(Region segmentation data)
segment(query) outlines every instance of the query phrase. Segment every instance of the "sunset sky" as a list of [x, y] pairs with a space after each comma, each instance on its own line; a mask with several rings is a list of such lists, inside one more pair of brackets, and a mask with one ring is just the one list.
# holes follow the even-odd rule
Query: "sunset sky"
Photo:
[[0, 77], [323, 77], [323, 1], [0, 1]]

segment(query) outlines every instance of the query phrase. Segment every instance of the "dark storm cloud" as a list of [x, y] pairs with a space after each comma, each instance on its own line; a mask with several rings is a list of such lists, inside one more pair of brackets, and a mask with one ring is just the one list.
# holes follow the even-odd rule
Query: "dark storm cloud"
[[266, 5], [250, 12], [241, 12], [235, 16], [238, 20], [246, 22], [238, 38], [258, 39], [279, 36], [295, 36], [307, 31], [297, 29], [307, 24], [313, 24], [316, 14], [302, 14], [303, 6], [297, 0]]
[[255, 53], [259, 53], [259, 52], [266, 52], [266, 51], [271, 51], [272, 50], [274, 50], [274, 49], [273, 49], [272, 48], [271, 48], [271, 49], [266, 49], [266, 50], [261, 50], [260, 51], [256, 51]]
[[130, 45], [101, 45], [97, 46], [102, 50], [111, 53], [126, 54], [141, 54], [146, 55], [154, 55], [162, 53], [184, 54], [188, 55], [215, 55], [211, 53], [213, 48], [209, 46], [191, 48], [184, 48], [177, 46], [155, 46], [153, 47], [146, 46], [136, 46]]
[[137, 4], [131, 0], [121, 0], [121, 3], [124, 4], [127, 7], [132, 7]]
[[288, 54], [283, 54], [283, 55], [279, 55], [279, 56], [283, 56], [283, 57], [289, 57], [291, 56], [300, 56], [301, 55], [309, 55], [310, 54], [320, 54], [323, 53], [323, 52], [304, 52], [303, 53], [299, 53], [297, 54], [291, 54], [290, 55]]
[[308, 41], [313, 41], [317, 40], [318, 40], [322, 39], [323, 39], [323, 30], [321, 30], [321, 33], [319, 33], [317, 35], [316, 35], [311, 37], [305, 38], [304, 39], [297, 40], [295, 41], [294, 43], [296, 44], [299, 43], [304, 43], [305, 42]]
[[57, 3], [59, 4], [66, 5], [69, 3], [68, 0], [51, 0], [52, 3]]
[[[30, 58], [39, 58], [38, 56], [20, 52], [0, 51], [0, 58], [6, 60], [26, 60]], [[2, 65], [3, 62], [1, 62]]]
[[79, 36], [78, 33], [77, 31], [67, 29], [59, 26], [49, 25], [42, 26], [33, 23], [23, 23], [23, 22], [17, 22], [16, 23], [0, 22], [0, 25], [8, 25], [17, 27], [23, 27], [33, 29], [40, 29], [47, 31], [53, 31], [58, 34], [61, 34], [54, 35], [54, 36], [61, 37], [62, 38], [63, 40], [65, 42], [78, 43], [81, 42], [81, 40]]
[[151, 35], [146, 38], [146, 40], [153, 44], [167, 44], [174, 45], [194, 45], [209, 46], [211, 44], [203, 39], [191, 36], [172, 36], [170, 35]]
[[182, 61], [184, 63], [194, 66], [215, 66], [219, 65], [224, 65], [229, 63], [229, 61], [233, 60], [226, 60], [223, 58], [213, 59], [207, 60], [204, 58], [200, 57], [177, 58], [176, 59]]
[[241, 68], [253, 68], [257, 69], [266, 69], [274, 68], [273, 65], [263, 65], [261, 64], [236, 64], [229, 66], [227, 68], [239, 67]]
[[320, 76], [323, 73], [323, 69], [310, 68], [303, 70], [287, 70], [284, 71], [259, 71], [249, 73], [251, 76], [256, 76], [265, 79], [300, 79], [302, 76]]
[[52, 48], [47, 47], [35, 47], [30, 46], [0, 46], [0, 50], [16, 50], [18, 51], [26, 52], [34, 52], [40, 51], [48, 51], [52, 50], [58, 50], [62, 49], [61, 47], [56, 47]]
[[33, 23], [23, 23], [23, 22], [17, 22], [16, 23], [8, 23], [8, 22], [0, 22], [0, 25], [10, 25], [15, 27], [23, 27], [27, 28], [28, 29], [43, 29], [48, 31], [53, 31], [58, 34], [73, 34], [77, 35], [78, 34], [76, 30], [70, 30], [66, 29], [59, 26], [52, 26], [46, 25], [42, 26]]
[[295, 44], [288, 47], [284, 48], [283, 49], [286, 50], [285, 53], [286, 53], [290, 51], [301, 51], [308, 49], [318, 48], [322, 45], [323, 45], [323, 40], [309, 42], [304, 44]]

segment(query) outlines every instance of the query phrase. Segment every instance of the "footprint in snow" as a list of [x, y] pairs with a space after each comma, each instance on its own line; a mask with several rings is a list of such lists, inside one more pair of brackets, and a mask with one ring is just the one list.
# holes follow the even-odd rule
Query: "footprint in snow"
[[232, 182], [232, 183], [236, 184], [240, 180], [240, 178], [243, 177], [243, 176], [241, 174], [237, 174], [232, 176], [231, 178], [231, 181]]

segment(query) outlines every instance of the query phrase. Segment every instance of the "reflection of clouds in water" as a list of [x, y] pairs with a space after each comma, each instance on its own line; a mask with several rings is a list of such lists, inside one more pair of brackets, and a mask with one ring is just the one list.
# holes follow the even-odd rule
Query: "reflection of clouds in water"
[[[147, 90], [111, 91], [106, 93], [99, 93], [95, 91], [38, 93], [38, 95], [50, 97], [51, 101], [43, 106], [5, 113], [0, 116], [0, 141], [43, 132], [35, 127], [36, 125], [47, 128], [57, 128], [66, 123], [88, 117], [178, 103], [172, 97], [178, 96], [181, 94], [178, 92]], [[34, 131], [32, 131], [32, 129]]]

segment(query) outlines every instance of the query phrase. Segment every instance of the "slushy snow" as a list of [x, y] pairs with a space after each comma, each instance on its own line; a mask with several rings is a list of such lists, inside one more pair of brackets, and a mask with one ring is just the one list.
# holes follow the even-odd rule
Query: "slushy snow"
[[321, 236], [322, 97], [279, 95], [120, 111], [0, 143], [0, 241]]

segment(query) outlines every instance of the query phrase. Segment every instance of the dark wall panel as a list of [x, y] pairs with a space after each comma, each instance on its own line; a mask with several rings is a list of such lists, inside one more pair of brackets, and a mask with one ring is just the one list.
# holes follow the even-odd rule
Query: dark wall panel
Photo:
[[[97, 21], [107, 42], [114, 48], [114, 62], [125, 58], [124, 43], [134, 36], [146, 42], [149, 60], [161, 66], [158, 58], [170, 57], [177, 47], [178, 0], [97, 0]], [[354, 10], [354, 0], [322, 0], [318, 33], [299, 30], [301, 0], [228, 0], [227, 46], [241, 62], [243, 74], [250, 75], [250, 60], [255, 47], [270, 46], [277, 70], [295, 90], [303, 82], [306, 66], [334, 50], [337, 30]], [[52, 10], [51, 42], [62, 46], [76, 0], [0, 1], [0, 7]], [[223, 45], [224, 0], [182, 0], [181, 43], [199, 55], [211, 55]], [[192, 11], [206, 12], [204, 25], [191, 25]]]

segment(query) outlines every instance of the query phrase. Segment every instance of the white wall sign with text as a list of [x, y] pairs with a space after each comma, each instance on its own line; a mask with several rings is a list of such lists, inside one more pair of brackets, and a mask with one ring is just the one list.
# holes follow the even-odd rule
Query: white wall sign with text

**Set problem**
Give the data from its first line through the line that contains "[[0, 77], [323, 77], [323, 1], [0, 1]]" as a JSON list of strings, one string per line, with blank lines left out.

**Answer**
[
  "segment(query) outlines every instance of the query phrase. Segment every instance of the \"sunset sky\" as a list of [x, y] pairs with a space after each comma, each instance on its own line; a mask with several rings is a list of such lists, inside one more pair of brackets, and a mask with one ring is just the one list.",
  "# holes follow the even-odd rule",
  "Query: \"sunset sky\"",
  "Photo:",
  "[[0, 77], [323, 77], [323, 1], [0, 1]]"
]